§ **WORK TASK**
Wherever an image appears in the records, exclude it, and reproduce everything else exactly.
--- START ---
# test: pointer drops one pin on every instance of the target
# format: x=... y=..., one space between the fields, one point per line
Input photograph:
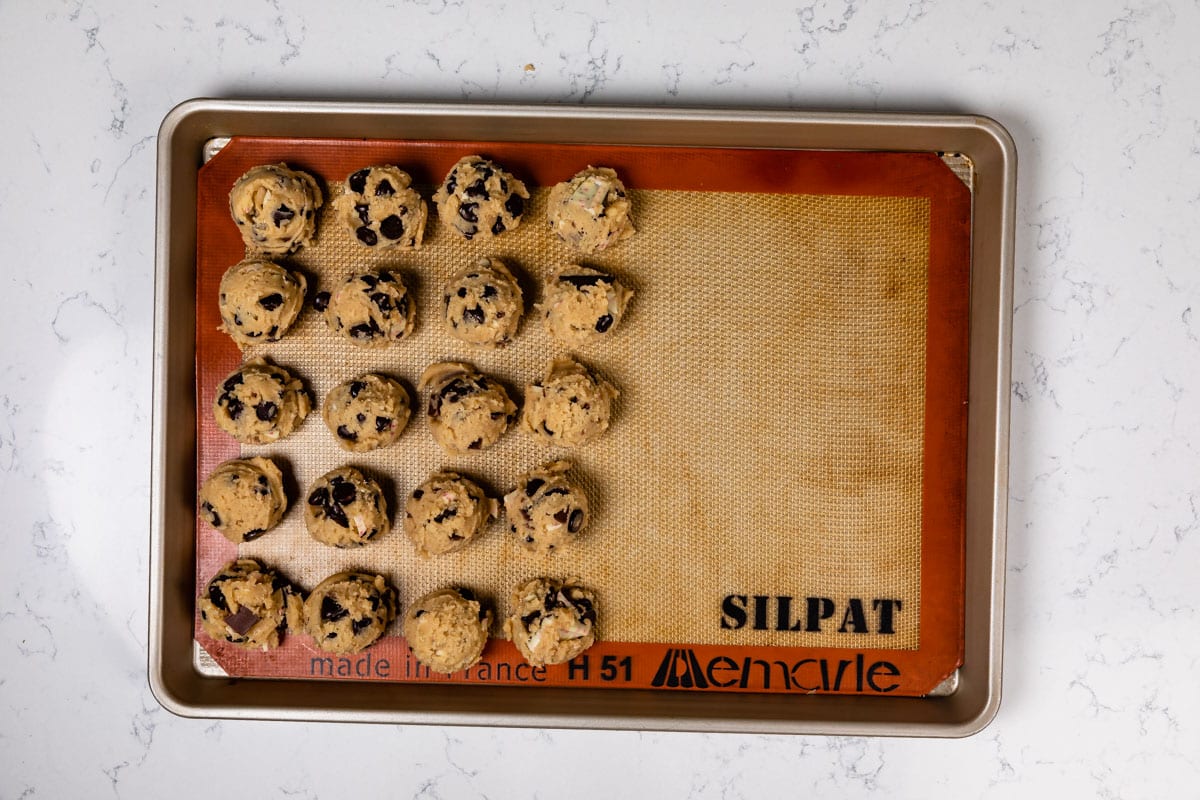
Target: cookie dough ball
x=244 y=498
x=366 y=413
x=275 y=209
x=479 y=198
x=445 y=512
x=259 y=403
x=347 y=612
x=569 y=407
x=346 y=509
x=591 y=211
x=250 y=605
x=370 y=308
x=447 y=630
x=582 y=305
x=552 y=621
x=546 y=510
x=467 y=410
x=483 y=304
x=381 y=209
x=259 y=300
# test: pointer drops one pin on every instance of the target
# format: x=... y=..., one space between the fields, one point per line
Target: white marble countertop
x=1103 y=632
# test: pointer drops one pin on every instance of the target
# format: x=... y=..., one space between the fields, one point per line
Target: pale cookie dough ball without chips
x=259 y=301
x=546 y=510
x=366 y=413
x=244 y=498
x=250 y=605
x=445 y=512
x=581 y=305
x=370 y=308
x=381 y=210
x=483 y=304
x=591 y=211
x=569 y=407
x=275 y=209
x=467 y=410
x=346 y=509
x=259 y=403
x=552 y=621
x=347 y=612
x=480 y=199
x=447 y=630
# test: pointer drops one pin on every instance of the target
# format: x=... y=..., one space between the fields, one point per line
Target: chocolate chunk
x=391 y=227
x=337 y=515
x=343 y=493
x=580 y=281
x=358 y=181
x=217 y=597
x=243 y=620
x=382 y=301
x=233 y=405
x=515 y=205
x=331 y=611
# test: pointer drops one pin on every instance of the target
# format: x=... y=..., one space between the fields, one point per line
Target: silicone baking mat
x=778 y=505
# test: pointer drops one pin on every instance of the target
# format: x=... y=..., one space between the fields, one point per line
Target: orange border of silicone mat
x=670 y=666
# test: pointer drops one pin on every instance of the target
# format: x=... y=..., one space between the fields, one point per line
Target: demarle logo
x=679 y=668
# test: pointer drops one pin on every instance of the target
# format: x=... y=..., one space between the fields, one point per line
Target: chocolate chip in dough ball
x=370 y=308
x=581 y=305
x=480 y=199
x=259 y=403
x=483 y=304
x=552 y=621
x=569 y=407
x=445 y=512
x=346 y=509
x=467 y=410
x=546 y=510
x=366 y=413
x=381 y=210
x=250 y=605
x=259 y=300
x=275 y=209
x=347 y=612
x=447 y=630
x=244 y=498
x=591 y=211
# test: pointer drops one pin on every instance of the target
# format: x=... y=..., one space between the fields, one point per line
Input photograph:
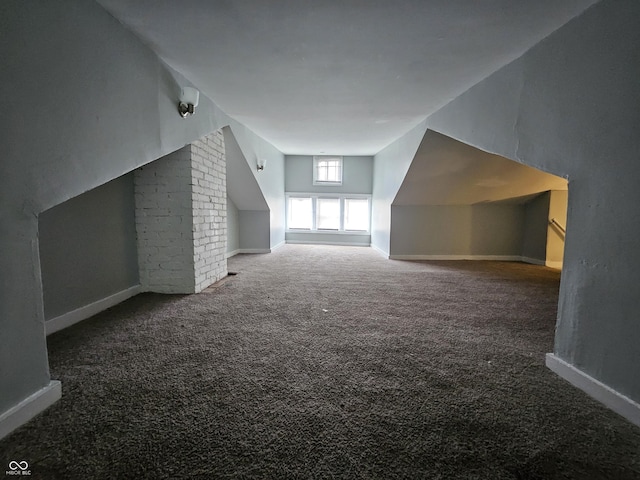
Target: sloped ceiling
--- END ---
§ **RESULT BELOW**
# test: pointer drops one pin on every instance of the target
# format: x=... y=..., one space between the fields, one point per line
Input photograph:
Target: cookie dough ball
x=244 y=498
x=366 y=413
x=275 y=209
x=479 y=198
x=445 y=512
x=259 y=403
x=347 y=612
x=569 y=407
x=346 y=509
x=591 y=211
x=250 y=605
x=370 y=308
x=447 y=630
x=582 y=305
x=552 y=621
x=546 y=510
x=467 y=410
x=483 y=304
x=381 y=209
x=259 y=300
# test: pointer drops one pin on every instance of the target
# format: x=... y=..., one space between the fields, one point per line
Target: white marble countertop
x=1103 y=632
# test: pointer drops one pin on every instance of the target
# format: x=... y=..., one space between the fields, one point per line
Target: pale cookie dough ball without chips
x=259 y=301
x=546 y=510
x=366 y=413
x=244 y=498
x=250 y=605
x=445 y=512
x=581 y=305
x=370 y=308
x=381 y=210
x=483 y=304
x=591 y=211
x=569 y=407
x=275 y=209
x=467 y=410
x=346 y=509
x=259 y=403
x=552 y=621
x=347 y=612
x=480 y=199
x=447 y=630
# test: pointer drops one pin on every instance of the target
# format: x=... y=..., one space between the fields, one point per line
Target: chocolate chunk
x=391 y=227
x=337 y=515
x=343 y=493
x=580 y=281
x=358 y=181
x=217 y=597
x=243 y=620
x=382 y=301
x=233 y=405
x=515 y=205
x=331 y=611
# test: pointer drops one pin on every instance of the target
# format: x=... y=..., one space between the fields, one point per line
Target: silicone baking mat
x=778 y=505
# test: pointer drops one pin on every instance of the target
# format: x=... y=..., one space between the fields, one point per line
Target: orange border of silicone mat
x=670 y=666
# test: pointer drops one pin on every instance of the target
# format: x=... y=..., one space between the fields, one point per line
Target: demarle logo
x=679 y=668
# test: pointer drops one pin on every instance of the target
# format: x=... y=..., one space between the fields, one point per line
Target: chocolate chip in dough ball
x=370 y=308
x=581 y=305
x=480 y=199
x=259 y=403
x=483 y=304
x=552 y=621
x=569 y=407
x=445 y=512
x=346 y=509
x=467 y=410
x=546 y=510
x=366 y=413
x=381 y=210
x=250 y=605
x=259 y=300
x=275 y=209
x=347 y=612
x=447 y=630
x=244 y=498
x=591 y=211
# test: pointer drops one pin on every instance of the target
# format: x=... y=..., one space between the fields, one point per line
Input photograph:
Target: sloped ceiling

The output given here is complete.